> Stored records:
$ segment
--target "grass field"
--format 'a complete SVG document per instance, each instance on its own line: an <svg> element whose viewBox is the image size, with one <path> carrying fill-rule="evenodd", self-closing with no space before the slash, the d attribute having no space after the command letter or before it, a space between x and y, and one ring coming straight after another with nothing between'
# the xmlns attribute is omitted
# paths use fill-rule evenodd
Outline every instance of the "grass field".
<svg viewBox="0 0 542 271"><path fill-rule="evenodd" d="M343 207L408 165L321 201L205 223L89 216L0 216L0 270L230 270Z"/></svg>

> Aim:
Return each of the rows above verbatim, without altering any line.

> Finished exercise:
$ segment
--target "grass field"
--format 'a complete SVG document per instance, each instance on its own line: an <svg> element whose viewBox is the image size, with one <path> carrying fill-rule="evenodd", self-closing with no space before the slash, the d attribute having no space after the command letter or before it, a space between x and y, and one ring coming straight after another with nothing between'
# the xmlns attribute is omitted
# paths use fill-rule evenodd
Outline every instance of the "grass field".
<svg viewBox="0 0 542 271"><path fill-rule="evenodd" d="M343 207L408 165L321 201L205 223L89 216L0 216L0 270L230 270Z"/></svg>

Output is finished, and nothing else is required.